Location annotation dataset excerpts
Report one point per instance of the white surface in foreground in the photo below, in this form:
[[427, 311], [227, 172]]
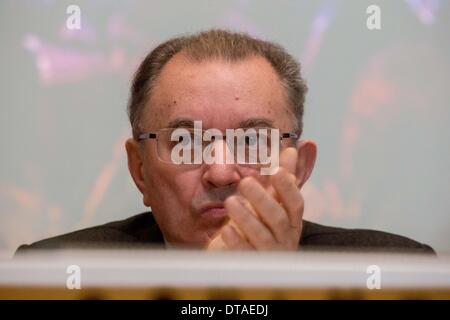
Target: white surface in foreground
[[197, 268]]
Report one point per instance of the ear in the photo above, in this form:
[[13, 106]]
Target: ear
[[306, 158], [135, 166]]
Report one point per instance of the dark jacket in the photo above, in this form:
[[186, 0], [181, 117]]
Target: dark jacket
[[142, 231]]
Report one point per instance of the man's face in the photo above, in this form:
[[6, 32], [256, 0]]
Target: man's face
[[187, 201]]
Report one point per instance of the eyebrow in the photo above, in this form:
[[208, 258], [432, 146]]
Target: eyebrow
[[248, 123], [256, 122], [181, 123]]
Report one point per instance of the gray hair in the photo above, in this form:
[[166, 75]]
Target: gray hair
[[212, 44]]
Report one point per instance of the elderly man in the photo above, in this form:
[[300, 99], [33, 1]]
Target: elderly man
[[205, 189]]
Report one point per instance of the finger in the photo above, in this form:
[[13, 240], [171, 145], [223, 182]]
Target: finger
[[252, 228], [233, 240], [289, 196], [269, 210]]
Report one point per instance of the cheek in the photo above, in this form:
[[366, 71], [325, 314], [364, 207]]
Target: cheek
[[172, 187]]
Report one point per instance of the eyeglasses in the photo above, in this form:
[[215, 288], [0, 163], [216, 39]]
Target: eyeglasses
[[249, 146]]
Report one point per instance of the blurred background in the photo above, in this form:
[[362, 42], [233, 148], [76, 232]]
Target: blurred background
[[378, 108]]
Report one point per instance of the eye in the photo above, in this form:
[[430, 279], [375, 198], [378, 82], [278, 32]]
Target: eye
[[185, 139], [251, 140]]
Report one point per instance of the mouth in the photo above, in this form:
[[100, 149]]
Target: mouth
[[213, 211]]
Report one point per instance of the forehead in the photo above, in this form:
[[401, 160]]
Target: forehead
[[222, 94]]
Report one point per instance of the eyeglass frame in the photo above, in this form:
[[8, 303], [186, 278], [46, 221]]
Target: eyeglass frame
[[154, 135]]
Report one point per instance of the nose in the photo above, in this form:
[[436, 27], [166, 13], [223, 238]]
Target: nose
[[220, 174]]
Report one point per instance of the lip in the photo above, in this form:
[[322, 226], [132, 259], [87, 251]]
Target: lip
[[216, 210]]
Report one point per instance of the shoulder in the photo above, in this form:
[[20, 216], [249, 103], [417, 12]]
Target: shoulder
[[315, 235], [138, 229]]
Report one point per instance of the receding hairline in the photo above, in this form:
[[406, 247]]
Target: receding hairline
[[183, 54]]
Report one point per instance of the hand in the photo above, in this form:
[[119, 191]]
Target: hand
[[265, 218]]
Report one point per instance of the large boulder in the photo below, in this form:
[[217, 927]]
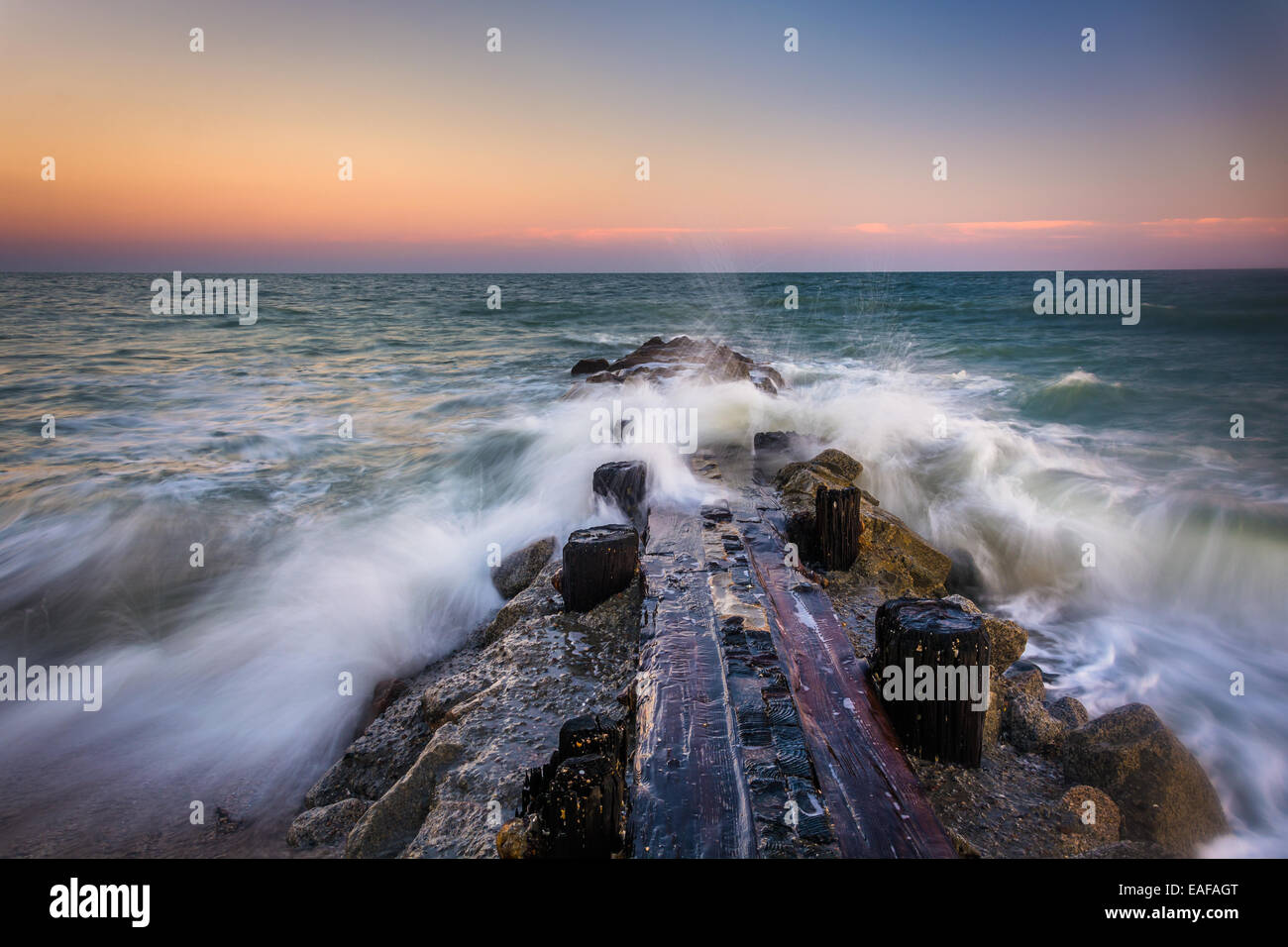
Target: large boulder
[[1006, 639], [1031, 728], [1087, 819], [494, 710], [520, 567], [326, 825], [892, 556], [1162, 791], [702, 359]]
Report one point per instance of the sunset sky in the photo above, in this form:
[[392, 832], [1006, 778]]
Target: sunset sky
[[524, 159]]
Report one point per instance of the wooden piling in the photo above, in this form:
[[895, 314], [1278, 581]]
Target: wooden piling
[[837, 526], [596, 564], [931, 633]]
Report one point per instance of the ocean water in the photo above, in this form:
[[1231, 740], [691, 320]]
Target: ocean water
[[1013, 436]]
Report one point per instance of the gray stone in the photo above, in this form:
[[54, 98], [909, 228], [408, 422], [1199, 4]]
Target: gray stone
[[1069, 711], [1162, 791], [519, 569], [326, 825], [1031, 728]]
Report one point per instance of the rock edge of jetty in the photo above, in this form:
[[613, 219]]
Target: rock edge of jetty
[[481, 751]]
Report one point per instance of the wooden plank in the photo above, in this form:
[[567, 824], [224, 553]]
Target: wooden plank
[[874, 797], [690, 796]]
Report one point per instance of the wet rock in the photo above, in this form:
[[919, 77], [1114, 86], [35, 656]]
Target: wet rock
[[780, 442], [1031, 728], [518, 838], [1006, 638], [1026, 678], [327, 825], [496, 710], [1008, 641], [838, 463], [520, 567], [702, 359], [892, 556], [385, 693], [376, 759], [965, 603], [964, 577], [589, 367], [1160, 789], [1069, 711], [455, 828], [1087, 819], [897, 560], [1128, 848]]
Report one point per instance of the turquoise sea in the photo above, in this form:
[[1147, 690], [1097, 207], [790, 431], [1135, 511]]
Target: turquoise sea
[[1019, 438]]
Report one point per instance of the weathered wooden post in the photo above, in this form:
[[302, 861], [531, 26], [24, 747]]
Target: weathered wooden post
[[574, 806], [837, 526], [625, 483], [931, 668], [596, 564]]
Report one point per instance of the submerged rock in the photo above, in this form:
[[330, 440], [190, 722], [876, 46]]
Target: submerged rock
[[494, 711], [1031, 728], [1087, 818], [702, 359], [1162, 791], [1006, 638], [519, 569], [1069, 711], [327, 825], [892, 556], [589, 367]]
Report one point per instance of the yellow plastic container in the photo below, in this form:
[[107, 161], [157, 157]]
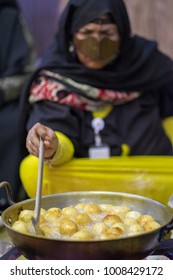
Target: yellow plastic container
[[150, 176]]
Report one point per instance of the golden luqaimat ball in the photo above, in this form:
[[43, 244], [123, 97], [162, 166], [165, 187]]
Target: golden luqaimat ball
[[88, 221]]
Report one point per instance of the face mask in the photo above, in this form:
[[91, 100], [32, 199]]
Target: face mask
[[105, 49]]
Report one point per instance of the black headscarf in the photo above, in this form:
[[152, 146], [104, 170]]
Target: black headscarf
[[140, 65], [14, 48]]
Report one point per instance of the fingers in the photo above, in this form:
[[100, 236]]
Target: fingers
[[49, 137]]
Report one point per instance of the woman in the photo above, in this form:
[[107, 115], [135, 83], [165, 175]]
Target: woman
[[16, 62], [99, 93]]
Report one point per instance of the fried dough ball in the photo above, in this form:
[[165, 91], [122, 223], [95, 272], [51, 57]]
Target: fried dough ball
[[68, 227], [26, 215], [83, 234], [111, 219], [135, 229], [99, 228], [46, 229], [106, 236], [151, 225], [111, 209], [52, 214], [20, 226], [117, 230], [69, 212], [92, 208], [82, 219], [80, 206], [133, 214], [144, 218], [129, 221]]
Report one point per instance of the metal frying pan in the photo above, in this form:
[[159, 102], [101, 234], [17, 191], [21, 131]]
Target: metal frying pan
[[136, 247]]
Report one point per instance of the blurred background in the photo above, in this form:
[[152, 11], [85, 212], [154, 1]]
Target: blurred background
[[150, 18]]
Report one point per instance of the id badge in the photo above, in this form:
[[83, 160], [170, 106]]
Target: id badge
[[102, 151]]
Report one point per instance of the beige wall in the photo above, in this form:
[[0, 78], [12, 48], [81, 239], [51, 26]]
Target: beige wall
[[153, 19]]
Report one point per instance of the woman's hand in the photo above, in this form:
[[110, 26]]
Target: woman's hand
[[49, 137]]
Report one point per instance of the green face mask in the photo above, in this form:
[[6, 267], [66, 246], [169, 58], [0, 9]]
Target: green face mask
[[104, 49]]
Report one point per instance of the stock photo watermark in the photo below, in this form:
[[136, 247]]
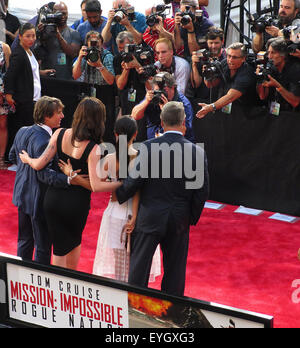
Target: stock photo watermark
[[157, 161]]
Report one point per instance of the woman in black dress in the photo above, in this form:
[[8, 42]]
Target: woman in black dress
[[67, 210]]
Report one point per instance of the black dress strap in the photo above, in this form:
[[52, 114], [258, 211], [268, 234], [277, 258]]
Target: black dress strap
[[87, 151], [59, 141]]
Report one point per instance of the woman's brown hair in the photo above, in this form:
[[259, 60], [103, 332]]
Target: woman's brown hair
[[89, 121]]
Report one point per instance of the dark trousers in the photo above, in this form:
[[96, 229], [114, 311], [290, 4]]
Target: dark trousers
[[174, 247], [33, 235]]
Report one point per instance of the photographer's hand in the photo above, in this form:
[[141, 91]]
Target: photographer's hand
[[83, 52], [273, 31], [206, 108], [296, 54], [164, 101]]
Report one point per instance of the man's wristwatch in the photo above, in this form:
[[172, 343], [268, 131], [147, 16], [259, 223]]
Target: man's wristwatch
[[214, 107]]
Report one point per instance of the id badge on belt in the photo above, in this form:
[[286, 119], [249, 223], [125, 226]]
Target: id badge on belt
[[275, 109], [132, 95], [61, 59], [227, 109]]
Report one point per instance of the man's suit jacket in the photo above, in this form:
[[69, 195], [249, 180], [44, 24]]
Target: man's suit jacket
[[164, 199], [30, 185], [18, 79]]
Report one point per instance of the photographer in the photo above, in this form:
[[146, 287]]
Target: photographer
[[237, 84], [283, 90], [160, 27], [216, 51], [176, 66], [94, 64], [164, 90], [123, 18], [190, 27], [94, 22], [176, 6], [288, 15], [131, 86], [58, 44]]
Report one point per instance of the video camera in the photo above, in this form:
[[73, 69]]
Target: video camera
[[188, 16], [292, 36], [143, 56], [266, 68], [93, 53], [121, 13], [213, 67], [50, 20], [159, 12], [161, 82], [260, 23]]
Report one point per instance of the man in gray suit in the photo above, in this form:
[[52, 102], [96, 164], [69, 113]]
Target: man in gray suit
[[30, 185], [172, 178]]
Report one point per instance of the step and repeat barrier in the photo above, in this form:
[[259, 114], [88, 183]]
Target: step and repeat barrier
[[32, 295], [253, 158]]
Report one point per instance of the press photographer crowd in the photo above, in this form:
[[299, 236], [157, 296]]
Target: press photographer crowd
[[168, 71], [128, 49]]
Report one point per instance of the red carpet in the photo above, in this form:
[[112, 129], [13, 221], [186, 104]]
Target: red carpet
[[236, 260]]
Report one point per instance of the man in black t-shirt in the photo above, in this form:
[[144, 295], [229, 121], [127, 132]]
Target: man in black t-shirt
[[283, 90], [238, 83], [131, 86], [12, 25]]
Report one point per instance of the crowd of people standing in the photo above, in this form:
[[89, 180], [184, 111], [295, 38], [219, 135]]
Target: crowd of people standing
[[169, 71]]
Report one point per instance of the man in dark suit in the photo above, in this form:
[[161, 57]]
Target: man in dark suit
[[30, 185], [172, 178]]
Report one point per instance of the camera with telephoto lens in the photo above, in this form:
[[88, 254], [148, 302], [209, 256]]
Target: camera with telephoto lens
[[93, 53], [212, 70], [159, 12], [161, 82], [260, 23], [266, 68], [292, 37], [129, 53], [50, 20], [143, 56], [121, 13], [188, 16], [204, 55], [212, 66]]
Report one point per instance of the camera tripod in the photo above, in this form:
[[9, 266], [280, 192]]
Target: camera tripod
[[245, 8]]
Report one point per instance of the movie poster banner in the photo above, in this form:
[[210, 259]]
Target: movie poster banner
[[56, 298]]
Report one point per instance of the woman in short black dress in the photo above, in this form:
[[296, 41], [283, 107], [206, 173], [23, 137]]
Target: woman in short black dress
[[67, 210]]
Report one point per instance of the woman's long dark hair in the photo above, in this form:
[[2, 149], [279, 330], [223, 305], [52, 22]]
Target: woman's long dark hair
[[125, 125], [89, 121]]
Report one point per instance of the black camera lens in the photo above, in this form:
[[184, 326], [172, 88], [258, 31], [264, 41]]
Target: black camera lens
[[93, 55], [185, 20], [152, 20]]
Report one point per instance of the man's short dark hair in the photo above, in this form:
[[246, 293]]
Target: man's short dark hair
[[279, 45], [46, 107], [173, 114], [215, 33], [93, 6], [169, 79]]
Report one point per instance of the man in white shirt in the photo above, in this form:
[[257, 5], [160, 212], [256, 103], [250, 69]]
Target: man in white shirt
[[176, 66]]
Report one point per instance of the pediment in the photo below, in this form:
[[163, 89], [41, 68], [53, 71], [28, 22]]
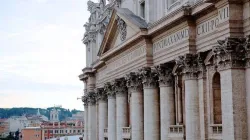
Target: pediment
[[122, 26]]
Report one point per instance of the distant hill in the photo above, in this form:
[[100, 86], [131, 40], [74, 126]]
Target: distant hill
[[8, 112]]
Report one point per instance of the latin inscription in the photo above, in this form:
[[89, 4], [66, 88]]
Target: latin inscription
[[127, 58], [171, 40], [212, 24]]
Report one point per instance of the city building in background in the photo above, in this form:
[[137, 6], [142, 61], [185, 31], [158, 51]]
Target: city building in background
[[167, 70], [31, 133], [4, 128]]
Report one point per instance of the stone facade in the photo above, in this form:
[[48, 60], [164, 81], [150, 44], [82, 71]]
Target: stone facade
[[167, 70]]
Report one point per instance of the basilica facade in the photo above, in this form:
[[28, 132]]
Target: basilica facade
[[167, 70]]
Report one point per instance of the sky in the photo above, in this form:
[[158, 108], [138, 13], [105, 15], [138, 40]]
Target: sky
[[41, 53]]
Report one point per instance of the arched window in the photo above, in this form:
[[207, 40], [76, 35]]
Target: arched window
[[217, 112]]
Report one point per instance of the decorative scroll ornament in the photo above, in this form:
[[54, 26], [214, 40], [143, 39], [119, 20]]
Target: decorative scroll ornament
[[230, 53], [92, 98], [109, 89], [134, 81], [247, 48], [149, 78], [101, 96], [165, 75], [120, 86], [122, 27]]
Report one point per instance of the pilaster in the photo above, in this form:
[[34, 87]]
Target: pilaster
[[151, 104], [135, 86], [121, 106], [110, 91], [167, 102]]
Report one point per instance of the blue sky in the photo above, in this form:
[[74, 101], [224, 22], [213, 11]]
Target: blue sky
[[41, 53]]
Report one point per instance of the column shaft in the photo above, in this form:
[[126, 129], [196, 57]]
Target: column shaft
[[167, 110], [233, 95], [111, 118], [137, 115], [92, 122], [85, 122], [103, 117], [121, 114], [192, 109], [151, 114], [248, 98]]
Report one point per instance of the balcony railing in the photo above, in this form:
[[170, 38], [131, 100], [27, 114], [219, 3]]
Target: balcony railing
[[106, 132], [176, 131], [126, 133]]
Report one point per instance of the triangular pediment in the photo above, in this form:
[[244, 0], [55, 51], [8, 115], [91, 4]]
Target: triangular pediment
[[122, 26]]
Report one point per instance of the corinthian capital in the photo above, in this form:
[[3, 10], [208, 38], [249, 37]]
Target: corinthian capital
[[85, 100], [109, 89], [91, 98], [230, 53], [101, 96], [120, 86], [134, 81], [165, 75], [149, 78]]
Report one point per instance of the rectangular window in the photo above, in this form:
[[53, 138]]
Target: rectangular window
[[142, 9]]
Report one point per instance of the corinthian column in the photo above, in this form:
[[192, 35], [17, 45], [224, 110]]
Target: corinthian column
[[229, 57], [151, 104], [102, 112], [85, 100], [121, 107], [189, 64], [92, 116], [247, 48], [135, 85], [109, 89], [167, 117]]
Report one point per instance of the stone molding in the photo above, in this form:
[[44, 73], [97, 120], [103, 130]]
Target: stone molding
[[149, 77], [120, 87], [134, 82], [247, 48], [191, 65], [91, 98], [165, 75], [230, 53], [101, 95], [122, 27], [109, 89]]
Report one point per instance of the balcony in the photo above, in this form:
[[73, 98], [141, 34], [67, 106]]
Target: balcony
[[176, 131], [216, 131], [126, 133], [105, 132]]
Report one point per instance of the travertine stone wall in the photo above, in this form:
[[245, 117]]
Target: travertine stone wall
[[233, 104]]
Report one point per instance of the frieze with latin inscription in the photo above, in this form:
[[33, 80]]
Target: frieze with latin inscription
[[212, 24], [171, 40]]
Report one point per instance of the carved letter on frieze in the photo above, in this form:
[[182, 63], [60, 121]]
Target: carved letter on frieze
[[122, 26], [134, 81], [165, 75], [149, 78]]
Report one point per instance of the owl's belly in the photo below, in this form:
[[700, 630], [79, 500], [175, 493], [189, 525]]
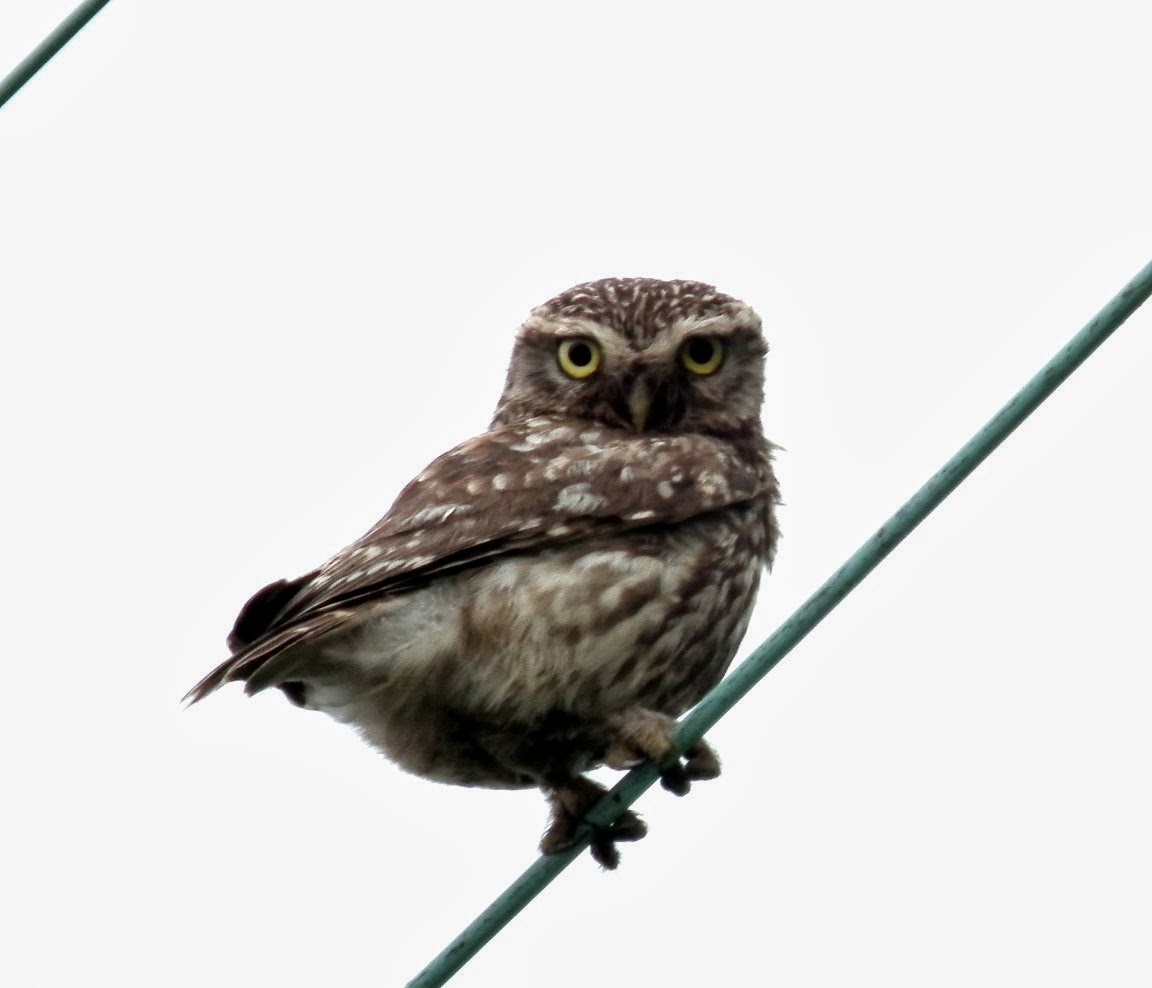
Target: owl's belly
[[502, 674]]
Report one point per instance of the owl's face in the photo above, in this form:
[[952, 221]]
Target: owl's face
[[639, 354]]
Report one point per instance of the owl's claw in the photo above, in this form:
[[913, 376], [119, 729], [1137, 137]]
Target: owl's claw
[[570, 803], [644, 734]]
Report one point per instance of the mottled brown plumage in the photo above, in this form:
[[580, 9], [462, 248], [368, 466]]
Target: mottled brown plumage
[[550, 595]]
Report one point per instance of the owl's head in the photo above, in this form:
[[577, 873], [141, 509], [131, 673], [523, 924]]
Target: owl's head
[[639, 354]]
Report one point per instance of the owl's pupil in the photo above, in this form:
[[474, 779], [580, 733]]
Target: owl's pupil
[[580, 354], [700, 350]]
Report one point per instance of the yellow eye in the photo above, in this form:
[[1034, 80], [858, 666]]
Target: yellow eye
[[703, 355], [578, 358]]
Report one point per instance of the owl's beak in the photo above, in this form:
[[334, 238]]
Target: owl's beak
[[639, 404]]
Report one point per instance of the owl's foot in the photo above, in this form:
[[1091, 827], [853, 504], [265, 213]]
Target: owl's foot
[[643, 734], [570, 803]]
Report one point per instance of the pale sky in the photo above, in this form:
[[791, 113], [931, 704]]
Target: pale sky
[[262, 261]]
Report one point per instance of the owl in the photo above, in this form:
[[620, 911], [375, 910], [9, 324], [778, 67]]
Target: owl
[[548, 597]]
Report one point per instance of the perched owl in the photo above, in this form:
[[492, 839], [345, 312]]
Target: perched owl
[[547, 597]]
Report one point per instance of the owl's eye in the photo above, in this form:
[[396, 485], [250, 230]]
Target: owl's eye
[[703, 355], [578, 358]]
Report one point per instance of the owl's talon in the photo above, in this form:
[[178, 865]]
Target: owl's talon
[[570, 803], [675, 779], [702, 762]]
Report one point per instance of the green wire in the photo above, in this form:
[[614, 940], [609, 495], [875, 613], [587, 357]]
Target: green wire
[[815, 609], [42, 53]]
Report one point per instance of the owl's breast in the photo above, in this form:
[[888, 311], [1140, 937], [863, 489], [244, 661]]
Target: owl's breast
[[650, 616]]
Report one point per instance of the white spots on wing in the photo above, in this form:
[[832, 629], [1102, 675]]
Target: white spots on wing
[[434, 513], [712, 485], [578, 499]]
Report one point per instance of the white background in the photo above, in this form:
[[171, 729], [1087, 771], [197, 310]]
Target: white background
[[260, 261]]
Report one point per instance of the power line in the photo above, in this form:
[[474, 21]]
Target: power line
[[39, 57], [811, 613]]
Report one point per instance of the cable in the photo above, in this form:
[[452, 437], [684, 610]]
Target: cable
[[66, 30]]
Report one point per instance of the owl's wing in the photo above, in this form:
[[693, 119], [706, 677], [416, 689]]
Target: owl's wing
[[538, 484]]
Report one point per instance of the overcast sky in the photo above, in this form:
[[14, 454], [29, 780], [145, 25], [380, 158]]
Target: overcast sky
[[262, 261]]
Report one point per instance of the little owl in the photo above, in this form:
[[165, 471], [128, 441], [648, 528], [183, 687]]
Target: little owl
[[547, 597]]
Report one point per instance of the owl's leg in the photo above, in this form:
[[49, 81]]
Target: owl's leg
[[571, 799], [642, 734]]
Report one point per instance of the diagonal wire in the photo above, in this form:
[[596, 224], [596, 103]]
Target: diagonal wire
[[815, 609], [65, 31]]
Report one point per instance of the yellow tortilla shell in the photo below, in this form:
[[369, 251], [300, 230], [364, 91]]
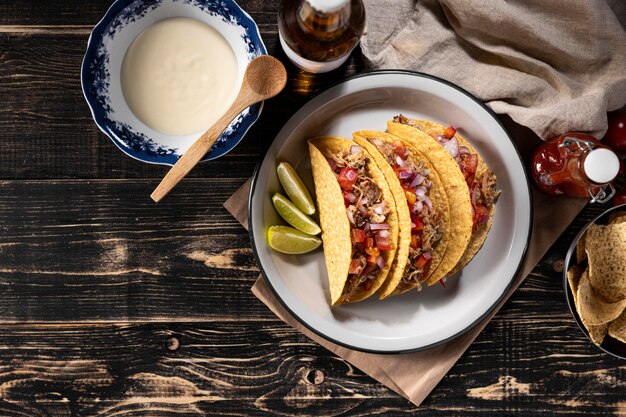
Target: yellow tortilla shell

* _WORK TO COMPLETE_
Format every line from the start of the items through the line containing "[[172, 187]]", both ends included, as a numbered list that skips blank lines and leaves out the pictures.

* _THE SOLUTION_
1. Report one point per instance of the white surface in foreground in the photo below, in this form:
2. [[427, 311], [227, 172]]
3. Target: white surface in foreground
4. [[197, 268]]
5. Report one point per instance of the ear in the photo above, in this form:
6. [[13, 106]]
7. Target: ear
8. [[306, 158], [135, 166]]
9. Report one point per instance of the dark jacket in the photo above, in this form:
10. [[186, 0], [181, 117]]
11. Target: dark jacket
12. [[142, 231]]
13. Report one point per instance of the man's face in the photo above, in this form:
14. [[6, 32], [256, 0]]
15. Target: man's face
16. [[187, 201]]
17. Report one point per instance of the eyebrow in the photo above, in this form:
18. [[208, 258], [432, 146]]
19. Target: eyebrow
20. [[248, 123], [256, 122], [181, 123]]
21. Report one point per instance of the gray hair in the photo above, in this form:
22. [[166, 75]]
23. Target: gray hair
24. [[212, 44]]
25. Report one point per instance of the elderly man in the photo above, in this form:
26. [[300, 99], [33, 1]]
27. Target: elderly man
28. [[205, 189]]
29. Report one point per instance of the finger in the photo above, in this form:
30. [[13, 240], [171, 145], [223, 182]]
31. Target: finger
32. [[252, 228], [233, 240], [289, 196], [269, 210]]
33. Report one point per instance of the cheek in the photo above, in this form:
34. [[366, 71], [325, 314], [364, 207]]
35. Target: cheek
36. [[172, 187]]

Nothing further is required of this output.